## THE TASKS
- a) From the transit of Venus account below, set down the stretch from "The biggest problem, though, were" through "in the courtyard." word for word.
- b) In the transit of Venus account below, what was one of the two large telescopes aimed at so that more people could see the passage?

Yesterday evening Laura and I headed to to Furman to observe the transit of Venus, as the planet made its way across the surface of the sun. This astronomical event happens every 120 years, and occurs in pairs, separated by 8 years. The last transit was in 2004, and the next one won’t be until 2117.
It didn’t look like the weather was going to cooperate. Heavy clouds obscured the sun, but there were enough breaks to make at least a momentary observation a possibility. So, we made our way down to the central quad area of the Townes Science Center at Furman, where Dr. David Moffat had two telescopes set up, and where others were gathering.
David had set up up two large telescopes. One was aimed at a piece of white poster board so that more people could see the passage. Another had a sun filter for direct observation, as well as another spotting scope attached so that two people could be making direct observations at the same time.
Other observing methods were on display, as well. One observer had made his own camera obscura using a box and a sheet draped over the back as a blind. I’m not sure how well that worked out for him. Laura had brought a couple of index cards with holes punched in two of them – the method we normally use for observing eclipses. Unfortunately, it doesn’t produce enough detail to see the transit. At one point I snagged a pair of binoculars from my car to try the same trick David was using with the telescope. That worked marginally better than the pinhole, but was still not up to the task.
The biggest problem, though, were the clouds. We left the gathering to head up to Laura’s office to watch the live webstream from the observatory at Mauna Kea. About the time we got up to the chemistry department, the sun slipped out, so we headed back down. And just as soon as we got down, the sun went away again, tantalizing us. Many in the crowd tried pulling up the video stream on smartphones and computers out in the courtyard.

## RECORDS PROVIDED
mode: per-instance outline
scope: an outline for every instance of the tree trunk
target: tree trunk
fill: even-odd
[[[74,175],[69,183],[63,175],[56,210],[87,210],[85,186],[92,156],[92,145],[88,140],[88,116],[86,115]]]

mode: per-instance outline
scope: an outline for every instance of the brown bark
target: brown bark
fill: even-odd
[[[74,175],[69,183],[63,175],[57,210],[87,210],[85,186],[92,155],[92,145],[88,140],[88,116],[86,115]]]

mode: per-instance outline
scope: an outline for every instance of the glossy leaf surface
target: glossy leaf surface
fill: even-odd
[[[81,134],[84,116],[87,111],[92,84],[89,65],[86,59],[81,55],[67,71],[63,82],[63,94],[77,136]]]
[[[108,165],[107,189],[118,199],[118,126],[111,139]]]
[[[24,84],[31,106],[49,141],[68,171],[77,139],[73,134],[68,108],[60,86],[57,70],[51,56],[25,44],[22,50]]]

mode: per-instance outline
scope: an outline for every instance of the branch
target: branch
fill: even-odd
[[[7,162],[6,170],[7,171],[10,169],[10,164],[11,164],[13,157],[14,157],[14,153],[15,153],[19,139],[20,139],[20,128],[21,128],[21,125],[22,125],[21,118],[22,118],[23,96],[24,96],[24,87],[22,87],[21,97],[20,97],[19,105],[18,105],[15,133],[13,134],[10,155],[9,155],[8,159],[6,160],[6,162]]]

## EXPECTED RESPONSES
- a)
The biggest problem, though, were the clouds. We left the gathering to head up to Laura’s office to watch the live webstream from the observatory at Mauna Kea. About the time we got up to the chemistry department, the sun slipped out, so we headed back down. And just as soon as we got down, the sun went away again, tantalizing us. Many in the crowd tried pulling up the video stream on smartphones and computers out in the courtyard.

- b) A piece of white poster board.